TO DO: Repeat verbatim the stretch of the data below from the line containing "Give a dot for each instance of the tree, drawn" through the line containing "<point>276,236</point>", including both end lines and nothing else.

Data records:
* * * * * * * * *

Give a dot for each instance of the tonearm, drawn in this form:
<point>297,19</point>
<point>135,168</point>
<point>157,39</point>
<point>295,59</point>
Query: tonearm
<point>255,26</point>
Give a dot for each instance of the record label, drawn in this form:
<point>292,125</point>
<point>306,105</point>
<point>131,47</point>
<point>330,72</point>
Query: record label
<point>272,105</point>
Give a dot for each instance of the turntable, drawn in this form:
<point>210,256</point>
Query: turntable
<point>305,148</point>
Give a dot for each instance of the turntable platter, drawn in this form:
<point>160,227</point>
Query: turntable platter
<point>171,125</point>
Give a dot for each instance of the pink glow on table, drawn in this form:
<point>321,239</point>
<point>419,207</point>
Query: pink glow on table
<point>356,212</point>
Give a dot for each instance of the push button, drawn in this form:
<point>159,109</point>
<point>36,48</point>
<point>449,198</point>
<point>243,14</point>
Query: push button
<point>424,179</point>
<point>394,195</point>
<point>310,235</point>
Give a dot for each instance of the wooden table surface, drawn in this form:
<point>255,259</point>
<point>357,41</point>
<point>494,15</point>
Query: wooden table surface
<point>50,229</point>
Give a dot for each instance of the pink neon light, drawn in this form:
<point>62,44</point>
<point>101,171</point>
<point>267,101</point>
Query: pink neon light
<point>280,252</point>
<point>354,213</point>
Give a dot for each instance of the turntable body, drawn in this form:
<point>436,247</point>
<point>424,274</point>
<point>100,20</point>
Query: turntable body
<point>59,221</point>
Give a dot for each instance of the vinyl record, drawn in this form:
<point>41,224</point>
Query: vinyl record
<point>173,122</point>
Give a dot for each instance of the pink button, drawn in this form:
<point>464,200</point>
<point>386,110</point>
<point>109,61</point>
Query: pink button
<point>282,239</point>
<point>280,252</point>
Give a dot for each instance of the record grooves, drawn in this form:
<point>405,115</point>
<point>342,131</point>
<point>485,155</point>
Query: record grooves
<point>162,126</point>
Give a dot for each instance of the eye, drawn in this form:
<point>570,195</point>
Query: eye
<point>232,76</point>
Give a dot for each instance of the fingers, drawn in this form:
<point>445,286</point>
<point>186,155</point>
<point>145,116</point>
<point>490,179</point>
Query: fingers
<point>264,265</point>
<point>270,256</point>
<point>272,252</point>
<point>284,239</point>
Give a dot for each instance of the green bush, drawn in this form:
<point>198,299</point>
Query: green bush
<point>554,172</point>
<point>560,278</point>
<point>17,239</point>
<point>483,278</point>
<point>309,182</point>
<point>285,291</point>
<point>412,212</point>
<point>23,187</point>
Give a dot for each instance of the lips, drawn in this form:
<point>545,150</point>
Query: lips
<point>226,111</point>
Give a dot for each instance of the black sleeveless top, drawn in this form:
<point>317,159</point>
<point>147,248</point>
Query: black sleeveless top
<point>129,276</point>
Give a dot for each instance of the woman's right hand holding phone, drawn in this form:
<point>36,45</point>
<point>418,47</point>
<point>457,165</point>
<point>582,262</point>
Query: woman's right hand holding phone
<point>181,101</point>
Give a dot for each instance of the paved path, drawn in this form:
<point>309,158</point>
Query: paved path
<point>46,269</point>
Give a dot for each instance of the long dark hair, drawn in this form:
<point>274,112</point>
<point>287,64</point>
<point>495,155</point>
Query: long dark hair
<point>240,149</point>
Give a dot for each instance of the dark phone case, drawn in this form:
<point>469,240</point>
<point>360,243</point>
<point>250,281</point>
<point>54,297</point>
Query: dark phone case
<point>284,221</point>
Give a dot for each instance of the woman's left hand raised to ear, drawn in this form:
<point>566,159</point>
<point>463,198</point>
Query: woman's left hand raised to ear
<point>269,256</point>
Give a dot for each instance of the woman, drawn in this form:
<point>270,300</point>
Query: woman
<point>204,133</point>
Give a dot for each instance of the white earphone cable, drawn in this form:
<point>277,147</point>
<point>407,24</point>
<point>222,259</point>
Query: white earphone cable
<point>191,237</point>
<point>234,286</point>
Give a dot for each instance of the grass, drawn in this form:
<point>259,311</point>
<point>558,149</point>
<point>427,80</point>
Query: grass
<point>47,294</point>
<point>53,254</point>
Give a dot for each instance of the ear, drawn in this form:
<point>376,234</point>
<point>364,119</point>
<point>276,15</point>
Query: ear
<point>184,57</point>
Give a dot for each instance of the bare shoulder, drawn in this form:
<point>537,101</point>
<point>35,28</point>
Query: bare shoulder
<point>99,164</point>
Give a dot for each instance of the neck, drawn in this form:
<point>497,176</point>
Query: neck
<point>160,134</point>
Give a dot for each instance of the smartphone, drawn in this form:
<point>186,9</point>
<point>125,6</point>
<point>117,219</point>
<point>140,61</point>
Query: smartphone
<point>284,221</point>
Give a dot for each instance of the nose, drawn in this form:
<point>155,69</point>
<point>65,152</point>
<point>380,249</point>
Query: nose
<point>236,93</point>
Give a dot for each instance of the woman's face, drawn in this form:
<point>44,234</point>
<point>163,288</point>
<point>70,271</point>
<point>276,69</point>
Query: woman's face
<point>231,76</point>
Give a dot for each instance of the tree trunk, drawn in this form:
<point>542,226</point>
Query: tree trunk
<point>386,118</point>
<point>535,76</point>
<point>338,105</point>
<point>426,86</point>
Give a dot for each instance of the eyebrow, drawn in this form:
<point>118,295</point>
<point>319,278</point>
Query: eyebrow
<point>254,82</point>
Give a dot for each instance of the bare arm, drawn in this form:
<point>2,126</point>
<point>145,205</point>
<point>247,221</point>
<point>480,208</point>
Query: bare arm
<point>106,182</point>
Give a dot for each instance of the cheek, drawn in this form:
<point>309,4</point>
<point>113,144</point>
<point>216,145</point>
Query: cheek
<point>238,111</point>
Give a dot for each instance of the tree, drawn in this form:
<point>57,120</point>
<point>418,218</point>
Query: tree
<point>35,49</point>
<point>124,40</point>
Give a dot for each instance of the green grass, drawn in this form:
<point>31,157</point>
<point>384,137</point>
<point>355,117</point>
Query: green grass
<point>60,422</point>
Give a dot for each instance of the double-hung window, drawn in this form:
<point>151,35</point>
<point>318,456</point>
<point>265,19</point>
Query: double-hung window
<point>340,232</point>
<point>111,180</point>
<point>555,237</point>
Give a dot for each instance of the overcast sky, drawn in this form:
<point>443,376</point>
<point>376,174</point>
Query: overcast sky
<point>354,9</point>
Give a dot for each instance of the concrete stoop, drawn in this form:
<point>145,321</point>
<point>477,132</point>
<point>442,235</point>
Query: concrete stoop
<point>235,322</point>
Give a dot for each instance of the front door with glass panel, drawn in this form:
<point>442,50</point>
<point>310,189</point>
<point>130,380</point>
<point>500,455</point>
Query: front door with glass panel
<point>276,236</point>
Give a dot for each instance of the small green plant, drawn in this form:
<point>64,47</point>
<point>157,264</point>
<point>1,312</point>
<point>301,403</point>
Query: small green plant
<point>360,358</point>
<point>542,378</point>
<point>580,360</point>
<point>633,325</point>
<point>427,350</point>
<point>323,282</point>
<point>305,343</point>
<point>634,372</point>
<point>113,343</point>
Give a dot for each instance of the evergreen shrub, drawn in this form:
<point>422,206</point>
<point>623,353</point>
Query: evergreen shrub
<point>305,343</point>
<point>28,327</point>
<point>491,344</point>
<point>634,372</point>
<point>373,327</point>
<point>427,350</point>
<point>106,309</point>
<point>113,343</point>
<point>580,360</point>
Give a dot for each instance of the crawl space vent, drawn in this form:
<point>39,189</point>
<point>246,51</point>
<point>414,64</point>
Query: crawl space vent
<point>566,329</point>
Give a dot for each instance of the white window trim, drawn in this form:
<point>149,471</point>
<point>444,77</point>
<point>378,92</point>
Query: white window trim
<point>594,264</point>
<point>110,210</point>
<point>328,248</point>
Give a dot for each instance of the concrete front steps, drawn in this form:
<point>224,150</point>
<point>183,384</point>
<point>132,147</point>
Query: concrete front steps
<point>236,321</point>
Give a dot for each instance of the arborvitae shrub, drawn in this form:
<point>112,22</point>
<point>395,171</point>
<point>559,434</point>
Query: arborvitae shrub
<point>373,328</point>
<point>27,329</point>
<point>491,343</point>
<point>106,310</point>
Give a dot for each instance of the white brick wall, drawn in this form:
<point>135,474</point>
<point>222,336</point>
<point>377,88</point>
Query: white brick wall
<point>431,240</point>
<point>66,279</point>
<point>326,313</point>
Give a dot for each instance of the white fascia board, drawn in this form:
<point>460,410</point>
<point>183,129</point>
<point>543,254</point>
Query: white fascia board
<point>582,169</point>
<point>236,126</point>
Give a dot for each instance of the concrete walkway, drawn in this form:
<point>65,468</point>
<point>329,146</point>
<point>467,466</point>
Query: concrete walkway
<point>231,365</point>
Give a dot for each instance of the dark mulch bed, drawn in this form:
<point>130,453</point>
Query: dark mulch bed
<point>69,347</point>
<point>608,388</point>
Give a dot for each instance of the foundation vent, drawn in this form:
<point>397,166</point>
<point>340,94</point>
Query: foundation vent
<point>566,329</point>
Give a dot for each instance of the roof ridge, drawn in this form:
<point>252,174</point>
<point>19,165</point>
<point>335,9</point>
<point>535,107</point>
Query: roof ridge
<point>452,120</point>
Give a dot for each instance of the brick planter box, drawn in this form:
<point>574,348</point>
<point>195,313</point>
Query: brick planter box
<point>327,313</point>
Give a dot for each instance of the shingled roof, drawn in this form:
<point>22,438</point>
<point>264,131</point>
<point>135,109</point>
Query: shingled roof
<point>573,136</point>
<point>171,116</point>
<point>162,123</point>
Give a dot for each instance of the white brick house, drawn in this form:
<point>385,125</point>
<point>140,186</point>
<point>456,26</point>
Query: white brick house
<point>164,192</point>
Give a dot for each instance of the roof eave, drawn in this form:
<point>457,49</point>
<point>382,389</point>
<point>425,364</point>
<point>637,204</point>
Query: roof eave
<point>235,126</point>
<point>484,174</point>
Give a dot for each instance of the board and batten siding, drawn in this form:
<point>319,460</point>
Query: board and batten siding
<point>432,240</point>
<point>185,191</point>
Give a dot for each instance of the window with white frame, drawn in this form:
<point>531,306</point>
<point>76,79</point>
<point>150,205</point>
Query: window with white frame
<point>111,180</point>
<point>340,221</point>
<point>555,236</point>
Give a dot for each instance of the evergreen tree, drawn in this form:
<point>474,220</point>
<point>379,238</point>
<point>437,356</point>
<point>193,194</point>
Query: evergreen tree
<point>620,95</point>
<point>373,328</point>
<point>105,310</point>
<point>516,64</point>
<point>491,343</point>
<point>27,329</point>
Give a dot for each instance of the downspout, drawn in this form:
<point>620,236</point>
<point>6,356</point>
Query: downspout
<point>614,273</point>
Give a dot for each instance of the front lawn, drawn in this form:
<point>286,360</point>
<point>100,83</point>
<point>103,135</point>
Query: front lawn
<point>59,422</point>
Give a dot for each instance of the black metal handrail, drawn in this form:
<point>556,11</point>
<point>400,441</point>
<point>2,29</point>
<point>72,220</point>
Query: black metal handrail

* * * * * * * * *

SOLVED EXERCISE:
Give a dot for each instance of the tree, drawn in this form:
<point>57,120</point>
<point>418,218</point>
Query: tree
<point>35,49</point>
<point>124,40</point>
Give a dot for each instance of the green grass, drawn in this form:
<point>31,157</point>
<point>384,137</point>
<point>355,117</point>
Query: green grass
<point>60,422</point>
Give a dot for each instance of the double-hung window, drawn in this form:
<point>151,35</point>
<point>318,456</point>
<point>265,19</point>
Query: double-hung window
<point>340,232</point>
<point>111,180</point>
<point>555,237</point>
Give a dot for each instance of the overcast sky, drawn in this form:
<point>443,376</point>
<point>376,174</point>
Query: overcast sky
<point>354,9</point>
Give a dot for each instance of the concrete stoop, drawn in this form:
<point>145,321</point>
<point>477,132</point>
<point>442,235</point>
Query: concrete stoop
<point>235,322</point>
Give a dot for each instance of the front door with glass panel, drawn in this form:
<point>442,50</point>
<point>310,189</point>
<point>130,380</point>
<point>500,455</point>
Query: front door with glass panel
<point>276,236</point>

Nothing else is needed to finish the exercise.